### Given task A
Answer these questions using the forum thread below on building a pyarrow schema, one answer a line:
(i) In the schema, what pyarrow type is given to the "marks" field?
(ii) What is the minimum number of values the result array can hold?
(iii) Which ParseOptions argument is used to apply the schema when the file is loaded?

### Source passage

════════════════

Search code examples
google-cloud-dataflowapache-beamparquetpyarrowapache-beam-io

How to generate the pyarrow schema for the dynamic values


I am trying to write a parquest schema for my json message that needs to be written back to a GCS bucket using apache_beam

My json is like below:

data = {
    "name": "user_1",
    "result": [
        {
            "subject": "maths",
            "marks": 99
        },
        {
            "subject": "science",
            "marks": 76
        }
    ],
    "section": "A"
}

result array in the above example can have many value minimum is 1.


Solution

  • This is the schema you need:

    import pyarrow as pa
    
    schema = pa.schema(
        [
            pa.field("name", pa.string()),
            pa.field(
                "result",
                pa.list_(
                    pa.struct(
                        [
                            pa.field("subject", pa.string()),
                            pa.field("marks", pa.int32()),
                        ]
                    )
                ),
            ),
            pa.field("section", pa.string()),
        ]
    )
    
    

    If you have a file containing one record per line:

    {"name": "user_1", "result": [{"subject": "maths", "marks": 99}, {"subject": "science", "marks": 76}], "section": "A"}
    {"name": "user_2", "result": [{"subject": "maths", "marks": 10}, {"subject": "science", "marks": 75}], "section": "A"}
    

    You can load it using:

    from pyarrow import json as pa_json
    table = pa_json.read_json('filename.json', parse_options=pa_json.ParseOptions(explicit_schema=schema))

════════════════

### Data entries
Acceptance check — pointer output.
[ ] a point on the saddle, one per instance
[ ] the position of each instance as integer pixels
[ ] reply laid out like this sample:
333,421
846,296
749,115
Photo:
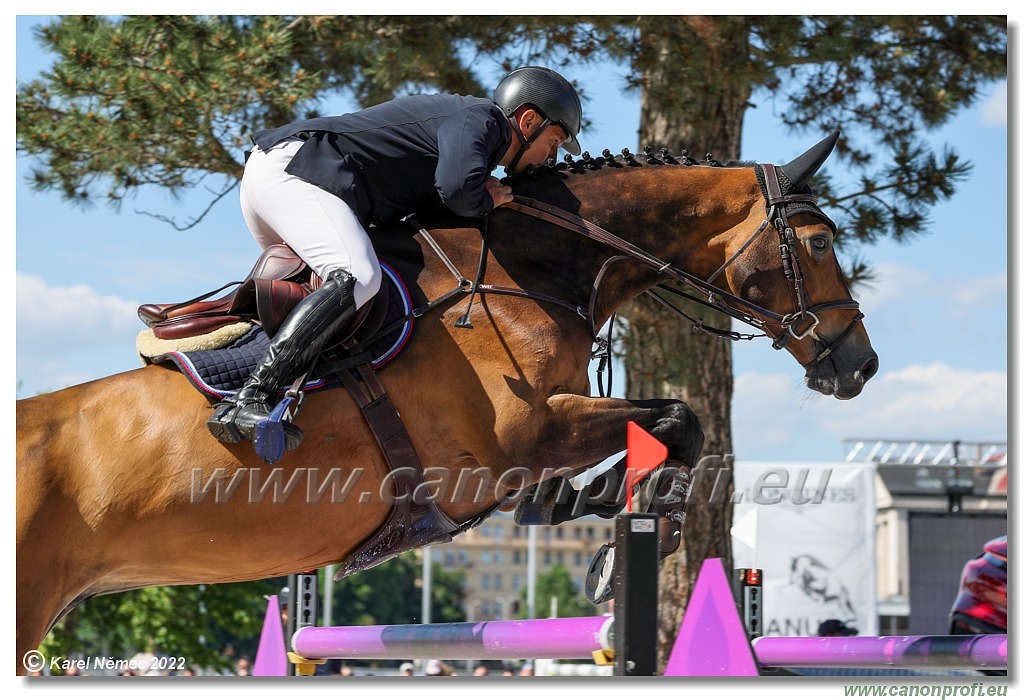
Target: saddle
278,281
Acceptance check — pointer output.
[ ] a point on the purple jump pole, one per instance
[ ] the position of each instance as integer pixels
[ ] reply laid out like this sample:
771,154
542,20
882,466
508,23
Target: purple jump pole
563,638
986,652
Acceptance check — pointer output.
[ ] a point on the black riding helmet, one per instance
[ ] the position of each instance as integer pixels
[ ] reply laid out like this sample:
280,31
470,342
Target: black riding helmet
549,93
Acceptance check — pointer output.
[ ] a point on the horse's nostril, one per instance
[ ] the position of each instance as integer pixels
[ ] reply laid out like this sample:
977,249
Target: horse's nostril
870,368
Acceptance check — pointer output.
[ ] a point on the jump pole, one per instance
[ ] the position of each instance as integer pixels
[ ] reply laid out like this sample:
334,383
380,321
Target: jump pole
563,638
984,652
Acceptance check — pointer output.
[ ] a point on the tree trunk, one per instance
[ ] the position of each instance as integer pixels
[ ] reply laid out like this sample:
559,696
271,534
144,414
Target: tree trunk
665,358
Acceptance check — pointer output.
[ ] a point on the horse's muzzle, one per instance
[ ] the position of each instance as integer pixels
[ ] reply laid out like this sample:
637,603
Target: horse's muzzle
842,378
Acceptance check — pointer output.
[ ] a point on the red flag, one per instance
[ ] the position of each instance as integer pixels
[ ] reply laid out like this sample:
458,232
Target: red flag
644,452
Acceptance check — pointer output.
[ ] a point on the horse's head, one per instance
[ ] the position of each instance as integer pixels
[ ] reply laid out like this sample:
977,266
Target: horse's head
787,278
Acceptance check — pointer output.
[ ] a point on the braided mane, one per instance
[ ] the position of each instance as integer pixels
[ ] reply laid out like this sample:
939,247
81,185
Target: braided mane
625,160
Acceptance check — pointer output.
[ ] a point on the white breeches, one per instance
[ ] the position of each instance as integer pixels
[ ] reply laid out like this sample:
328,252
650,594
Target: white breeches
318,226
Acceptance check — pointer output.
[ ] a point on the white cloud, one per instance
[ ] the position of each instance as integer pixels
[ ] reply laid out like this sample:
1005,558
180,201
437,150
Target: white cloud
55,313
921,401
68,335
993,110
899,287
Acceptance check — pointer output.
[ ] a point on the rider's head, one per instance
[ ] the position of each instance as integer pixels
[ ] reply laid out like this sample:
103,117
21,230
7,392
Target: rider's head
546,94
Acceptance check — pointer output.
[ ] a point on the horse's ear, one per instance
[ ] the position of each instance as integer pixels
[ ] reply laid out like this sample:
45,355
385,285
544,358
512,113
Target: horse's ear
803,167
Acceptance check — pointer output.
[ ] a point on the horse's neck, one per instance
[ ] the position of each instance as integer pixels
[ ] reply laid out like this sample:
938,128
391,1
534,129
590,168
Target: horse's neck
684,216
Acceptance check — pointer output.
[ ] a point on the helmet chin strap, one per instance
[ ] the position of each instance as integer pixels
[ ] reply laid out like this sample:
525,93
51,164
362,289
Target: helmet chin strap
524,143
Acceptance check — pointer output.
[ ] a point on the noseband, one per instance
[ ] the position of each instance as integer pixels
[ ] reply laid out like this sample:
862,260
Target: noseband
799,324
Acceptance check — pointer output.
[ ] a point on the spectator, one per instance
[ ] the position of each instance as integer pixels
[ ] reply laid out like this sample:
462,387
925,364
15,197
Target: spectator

════════════════

### Given task B
Pick out every line in the records that contains the string "mane". Case counts.

### Response A
(i) pa.int32()
(ii) 1
(iii) explicit_schema

### Response B
[ ] a point on the braided mane, one per instance
Target: braided mane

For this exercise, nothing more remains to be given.